» **Your instructions**: Put each line of the items below into a JSON list of strings, one string per line, leaving out blank lines.

» **Exercise material**:
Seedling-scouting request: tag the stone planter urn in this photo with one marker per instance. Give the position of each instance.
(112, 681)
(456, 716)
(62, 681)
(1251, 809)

» **Written answer**:
[
  "Seedling-scouting request: tag the stone planter urn in this photo with one marker per instance. Give the position of each instance.",
  "(112, 681)",
  "(456, 716)",
  "(62, 681)",
  "(1251, 809)"
]